[Region pointing data]
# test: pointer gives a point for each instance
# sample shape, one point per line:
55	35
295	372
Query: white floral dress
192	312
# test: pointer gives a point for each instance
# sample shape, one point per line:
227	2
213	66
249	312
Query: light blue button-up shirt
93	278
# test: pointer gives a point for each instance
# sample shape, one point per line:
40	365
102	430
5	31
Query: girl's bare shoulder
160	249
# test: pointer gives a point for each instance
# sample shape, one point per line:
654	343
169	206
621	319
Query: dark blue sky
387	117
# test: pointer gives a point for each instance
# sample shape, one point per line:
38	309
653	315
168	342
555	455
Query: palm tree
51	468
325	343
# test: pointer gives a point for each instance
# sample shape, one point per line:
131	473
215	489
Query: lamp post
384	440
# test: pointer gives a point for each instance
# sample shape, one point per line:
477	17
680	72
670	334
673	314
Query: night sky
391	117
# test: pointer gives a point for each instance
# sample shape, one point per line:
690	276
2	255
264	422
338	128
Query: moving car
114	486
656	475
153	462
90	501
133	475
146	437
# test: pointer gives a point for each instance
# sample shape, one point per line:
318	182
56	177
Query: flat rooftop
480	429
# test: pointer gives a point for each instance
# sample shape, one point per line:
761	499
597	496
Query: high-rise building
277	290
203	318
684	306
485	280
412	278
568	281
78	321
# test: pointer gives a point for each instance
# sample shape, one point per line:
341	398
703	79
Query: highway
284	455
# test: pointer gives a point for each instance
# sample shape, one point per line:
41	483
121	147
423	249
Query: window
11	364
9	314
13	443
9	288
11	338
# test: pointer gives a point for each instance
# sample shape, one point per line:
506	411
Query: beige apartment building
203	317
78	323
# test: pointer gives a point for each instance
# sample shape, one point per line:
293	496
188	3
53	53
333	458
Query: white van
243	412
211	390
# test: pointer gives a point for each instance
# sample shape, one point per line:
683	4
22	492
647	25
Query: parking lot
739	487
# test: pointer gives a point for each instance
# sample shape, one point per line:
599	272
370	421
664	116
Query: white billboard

#### Task to carry out
Reproduce all data above, unchanged.

#### Answer for this exercise
# test: pointer gives a point for each instance
# sample shape, one point per line:
55	35
295	372
Query: white floral dress
192	312
# test: pointer gives a point for each instance
# sample shape, one point per line:
227	2
213	66
249	312
Query: light blue button-up shirt
93	278
# test: pointer gives a point for each instance
# sample shape, one point per line:
40	365
102	430
5	31
Query: girl's bare shoulder
160	249
# test: pointer gives a point for each instance
# sample shape, one point per line:
654	343
169	206
621	319
Query: dark blue sky
387	117
# test: pointer gives a point for each instance
# sample shape, one point per line:
38	309
653	315
168	342
555	455
Query: palm tree
51	468
325	343
# test: pointer gives a point for each instance
# sample shape, one point per line:
131	473
215	489
Query: lamp post
384	440
# test: pointer gives a point for each instance
# sample shape, one point per line:
477	17
680	72
670	334
673	314
Query: night sky
391	117
# test: pointer gives a point for each instance
# sample shape, one point per line:
690	276
2	255
264	422
338	128
Query: moving car
114	486
656	475
153	462
90	501
133	475
146	437
# test: pointer gives a point for each instance
# sample shape, one point per line:
318	182
56	177
Query: flat rooftop
480	429
# test: pointer gives a point for each instance
# sample shape, one point per line:
761	499
597	496
Query: high-rise building
277	290
203	318
684	306
485	280
412	278
568	281
78	321
# test: pointer gives a point for each instance
# sample shape, one point per line:
341	398
703	79
Query: highway
284	455
# test: pointer gives a point for each instance
# sample shape, one point per line:
41	483
121	147
423	249
Query: window
11	364
9	314
13	443
9	288
11	338
# test: pointer gives a point for each instance
# sample shape, one point per line:
506	411
Query: beige apartment building
203	317
78	323
# test: pointer gives a point for each instance
# sample shape, one point per line:
293	496
188	3
53	53
333	458
Query: white van
243	412
211	390
# test: pointer gives a point for each instance
# sample shape, one point per line:
683	4
22	492
647	25
Query: parking lot
739	487
# test: pointer gives a point for each instance
# sample shape, one point per line:
599	272
370	421
664	116
Query: white billboard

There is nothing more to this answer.